=== Records supplied ===

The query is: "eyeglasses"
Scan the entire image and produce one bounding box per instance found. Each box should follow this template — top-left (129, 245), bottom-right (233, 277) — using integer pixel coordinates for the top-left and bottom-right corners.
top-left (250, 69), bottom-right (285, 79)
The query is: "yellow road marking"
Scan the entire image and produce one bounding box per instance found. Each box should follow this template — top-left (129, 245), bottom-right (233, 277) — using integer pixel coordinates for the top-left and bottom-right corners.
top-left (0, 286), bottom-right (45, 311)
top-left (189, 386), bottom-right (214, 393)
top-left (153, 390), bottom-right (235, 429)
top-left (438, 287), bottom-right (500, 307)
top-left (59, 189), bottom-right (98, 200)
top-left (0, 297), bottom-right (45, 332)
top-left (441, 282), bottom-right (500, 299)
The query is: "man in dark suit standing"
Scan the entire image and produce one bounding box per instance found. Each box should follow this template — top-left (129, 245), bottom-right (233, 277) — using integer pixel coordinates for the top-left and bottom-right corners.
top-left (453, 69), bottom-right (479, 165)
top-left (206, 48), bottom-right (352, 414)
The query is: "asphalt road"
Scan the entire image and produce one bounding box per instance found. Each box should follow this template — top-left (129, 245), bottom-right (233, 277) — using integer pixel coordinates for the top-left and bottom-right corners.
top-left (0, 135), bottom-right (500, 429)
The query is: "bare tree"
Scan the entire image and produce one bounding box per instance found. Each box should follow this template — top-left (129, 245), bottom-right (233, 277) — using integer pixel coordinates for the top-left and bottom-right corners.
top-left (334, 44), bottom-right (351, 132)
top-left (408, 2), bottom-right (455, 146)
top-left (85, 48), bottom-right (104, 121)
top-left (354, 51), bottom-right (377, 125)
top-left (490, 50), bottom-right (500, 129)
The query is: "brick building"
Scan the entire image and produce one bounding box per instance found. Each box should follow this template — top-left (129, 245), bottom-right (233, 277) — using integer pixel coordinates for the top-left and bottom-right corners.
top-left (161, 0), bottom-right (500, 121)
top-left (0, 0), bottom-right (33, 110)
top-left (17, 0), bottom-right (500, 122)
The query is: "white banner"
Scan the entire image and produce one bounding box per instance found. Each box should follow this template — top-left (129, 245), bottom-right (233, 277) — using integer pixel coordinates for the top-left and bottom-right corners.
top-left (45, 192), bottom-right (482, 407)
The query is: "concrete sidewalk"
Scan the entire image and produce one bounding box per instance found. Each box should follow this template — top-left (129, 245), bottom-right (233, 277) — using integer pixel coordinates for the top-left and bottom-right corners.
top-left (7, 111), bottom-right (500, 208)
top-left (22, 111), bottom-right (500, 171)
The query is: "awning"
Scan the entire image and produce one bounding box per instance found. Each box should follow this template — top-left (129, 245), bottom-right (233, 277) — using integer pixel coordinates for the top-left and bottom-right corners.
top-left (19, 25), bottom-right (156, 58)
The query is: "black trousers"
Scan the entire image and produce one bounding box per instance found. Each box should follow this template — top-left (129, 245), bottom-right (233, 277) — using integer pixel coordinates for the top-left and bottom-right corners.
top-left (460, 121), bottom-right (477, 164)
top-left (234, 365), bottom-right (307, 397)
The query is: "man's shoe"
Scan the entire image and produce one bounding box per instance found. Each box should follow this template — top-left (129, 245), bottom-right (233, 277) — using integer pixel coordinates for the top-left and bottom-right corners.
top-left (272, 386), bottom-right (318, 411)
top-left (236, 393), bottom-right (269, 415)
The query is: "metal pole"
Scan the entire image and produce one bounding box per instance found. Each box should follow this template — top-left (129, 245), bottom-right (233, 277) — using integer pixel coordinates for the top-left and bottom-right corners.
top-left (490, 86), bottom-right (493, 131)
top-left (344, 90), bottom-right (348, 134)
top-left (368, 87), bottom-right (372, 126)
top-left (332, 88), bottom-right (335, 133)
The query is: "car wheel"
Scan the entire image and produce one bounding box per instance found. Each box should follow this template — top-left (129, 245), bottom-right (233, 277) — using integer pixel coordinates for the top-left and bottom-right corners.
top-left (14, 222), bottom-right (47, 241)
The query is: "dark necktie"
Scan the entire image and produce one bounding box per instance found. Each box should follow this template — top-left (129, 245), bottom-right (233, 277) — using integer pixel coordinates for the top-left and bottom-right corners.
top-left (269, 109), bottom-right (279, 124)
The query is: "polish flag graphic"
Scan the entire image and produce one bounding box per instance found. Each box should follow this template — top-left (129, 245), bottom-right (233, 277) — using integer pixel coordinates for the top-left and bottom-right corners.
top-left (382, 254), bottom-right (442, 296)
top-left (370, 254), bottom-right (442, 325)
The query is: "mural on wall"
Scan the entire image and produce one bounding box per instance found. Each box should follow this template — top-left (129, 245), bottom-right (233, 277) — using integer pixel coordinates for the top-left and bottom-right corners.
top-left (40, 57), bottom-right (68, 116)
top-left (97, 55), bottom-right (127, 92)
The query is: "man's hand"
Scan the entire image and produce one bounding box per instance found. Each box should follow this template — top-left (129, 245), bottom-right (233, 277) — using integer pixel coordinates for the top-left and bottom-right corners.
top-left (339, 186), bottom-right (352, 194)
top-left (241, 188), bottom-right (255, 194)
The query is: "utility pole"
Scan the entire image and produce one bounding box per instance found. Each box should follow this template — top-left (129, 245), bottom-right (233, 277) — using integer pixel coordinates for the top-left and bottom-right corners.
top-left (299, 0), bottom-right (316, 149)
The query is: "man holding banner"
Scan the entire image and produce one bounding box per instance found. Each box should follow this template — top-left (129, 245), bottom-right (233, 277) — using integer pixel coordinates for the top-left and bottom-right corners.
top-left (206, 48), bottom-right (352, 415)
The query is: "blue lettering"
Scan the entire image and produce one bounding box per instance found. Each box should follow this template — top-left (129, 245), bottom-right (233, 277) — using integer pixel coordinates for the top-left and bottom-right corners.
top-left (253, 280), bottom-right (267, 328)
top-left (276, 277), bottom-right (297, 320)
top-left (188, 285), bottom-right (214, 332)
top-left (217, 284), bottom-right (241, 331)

===

* What you should do
Select every line in the data above that contains the word "road", and copy each of those lines.

* Solution to this exercise
The query is: "yellow road marking"
The query is: "asphalt road"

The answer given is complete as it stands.